═══ TASK INPUTS ═══
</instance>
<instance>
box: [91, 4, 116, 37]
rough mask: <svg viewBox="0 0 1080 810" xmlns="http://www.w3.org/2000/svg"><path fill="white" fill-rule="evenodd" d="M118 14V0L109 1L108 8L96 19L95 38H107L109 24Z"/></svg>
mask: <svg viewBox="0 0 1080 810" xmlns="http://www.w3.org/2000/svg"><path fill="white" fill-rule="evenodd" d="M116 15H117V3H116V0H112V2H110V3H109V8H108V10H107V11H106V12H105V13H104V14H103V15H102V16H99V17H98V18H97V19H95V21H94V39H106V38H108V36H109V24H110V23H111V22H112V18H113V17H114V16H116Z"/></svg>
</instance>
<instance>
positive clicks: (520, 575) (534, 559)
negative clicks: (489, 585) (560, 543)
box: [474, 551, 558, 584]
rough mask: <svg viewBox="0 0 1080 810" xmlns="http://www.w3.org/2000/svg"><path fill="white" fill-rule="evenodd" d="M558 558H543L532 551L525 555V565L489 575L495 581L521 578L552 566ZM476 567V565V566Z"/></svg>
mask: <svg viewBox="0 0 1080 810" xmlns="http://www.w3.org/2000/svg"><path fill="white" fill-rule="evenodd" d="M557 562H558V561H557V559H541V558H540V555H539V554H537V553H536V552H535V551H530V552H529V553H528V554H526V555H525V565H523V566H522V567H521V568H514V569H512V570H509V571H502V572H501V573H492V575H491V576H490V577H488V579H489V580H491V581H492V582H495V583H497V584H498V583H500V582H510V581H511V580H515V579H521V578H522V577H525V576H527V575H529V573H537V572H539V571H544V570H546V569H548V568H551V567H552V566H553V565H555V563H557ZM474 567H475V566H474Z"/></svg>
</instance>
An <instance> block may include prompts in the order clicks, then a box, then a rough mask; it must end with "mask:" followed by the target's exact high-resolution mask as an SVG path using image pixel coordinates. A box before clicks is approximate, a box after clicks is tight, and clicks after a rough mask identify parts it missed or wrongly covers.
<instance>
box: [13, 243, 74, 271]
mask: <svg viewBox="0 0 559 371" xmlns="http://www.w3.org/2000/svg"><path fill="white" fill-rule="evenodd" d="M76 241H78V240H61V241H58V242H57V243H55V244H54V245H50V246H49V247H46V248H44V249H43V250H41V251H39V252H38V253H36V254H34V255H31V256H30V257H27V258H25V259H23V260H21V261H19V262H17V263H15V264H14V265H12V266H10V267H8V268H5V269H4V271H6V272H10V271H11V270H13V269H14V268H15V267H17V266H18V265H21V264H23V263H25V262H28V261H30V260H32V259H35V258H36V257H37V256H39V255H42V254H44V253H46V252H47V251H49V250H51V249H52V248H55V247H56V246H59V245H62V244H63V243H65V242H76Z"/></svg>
═══
= HOW TO COMPLETE THIS TASK =
Transcribe every line of the material above verbatim.

= RESULT OF THIS TASK =
</instance>
<instance>
box: [91, 4, 116, 37]
rough mask: <svg viewBox="0 0 1080 810" xmlns="http://www.w3.org/2000/svg"><path fill="white" fill-rule="evenodd" d="M118 14V0L109 1L108 8L96 19L95 38H107L109 24Z"/></svg>
mask: <svg viewBox="0 0 1080 810" xmlns="http://www.w3.org/2000/svg"><path fill="white" fill-rule="evenodd" d="M116 15H117V3H116V0H112V2H110V3H109V8H108V10H107V11H106V12H105V13H104V14H103V15H102V16H99V17H98V18H97V19H95V21H94V39H106V38H108V36H109V24H110V23H111V22H112V18H113V17H114V16H116Z"/></svg>
</instance>
<instance>
positive clicks: (520, 575) (534, 559)
negative clicks: (489, 585) (560, 543)
box: [474, 551, 558, 584]
rough mask: <svg viewBox="0 0 1080 810" xmlns="http://www.w3.org/2000/svg"><path fill="white" fill-rule="evenodd" d="M558 558H543L532 551L525 555V565L489 575L495 581L521 578L552 566ZM476 567V565V566Z"/></svg>
mask: <svg viewBox="0 0 1080 810" xmlns="http://www.w3.org/2000/svg"><path fill="white" fill-rule="evenodd" d="M557 562H558V561H557V559H541V558H540V555H539V554H537V553H536V552H535V551H530V552H529V553H528V554H526V555H525V565H523V566H522V567H521V568H514V569H512V570H509V571H502V572H501V573H492V575H491V576H490V577H488V579H489V580H491V581H492V582H495V583H497V584H498V583H500V582H510V581H511V580H515V579H521V578H522V577H525V576H527V575H529V573H537V572H539V571H544V570H546V569H548V568H551V567H552V566H553V565H555V563H557ZM474 567H475V566H474Z"/></svg>
</instance>
An <instance> block may include prompts in the order clicks, then a box, then a rough mask; it must end with "mask:" followed by the target's exact high-resolution mask as an SVG path using image pixel coordinates. A box before clicks is approximate, a box after clicks is tight, and clicks after a rough mask identify parts it missed or wrongly covers.
<instance>
box: [13, 243, 74, 271]
mask: <svg viewBox="0 0 559 371" xmlns="http://www.w3.org/2000/svg"><path fill="white" fill-rule="evenodd" d="M76 241H78V240H61V241H58V242H57V243H55V244H54V245H50V246H49V247H46V248H44V249H43V250H41V251H39V252H38V253H36V254H34V255H31V256H30V257H27V258H25V259H23V260H21V261H19V262H17V263H15V264H14V265H12V266H10V267H8V268H5V269H4V271H6V272H10V271H11V270H13V269H14V268H15V267H17V266H18V265H21V264H23V263H25V262H28V261H30V260H32V259H35V258H36V257H37V256H39V255H42V254H44V253H46V252H47V251H49V250H51V249H52V248H55V247H56V246H59V245H62V244H63V243H65V242H76Z"/></svg>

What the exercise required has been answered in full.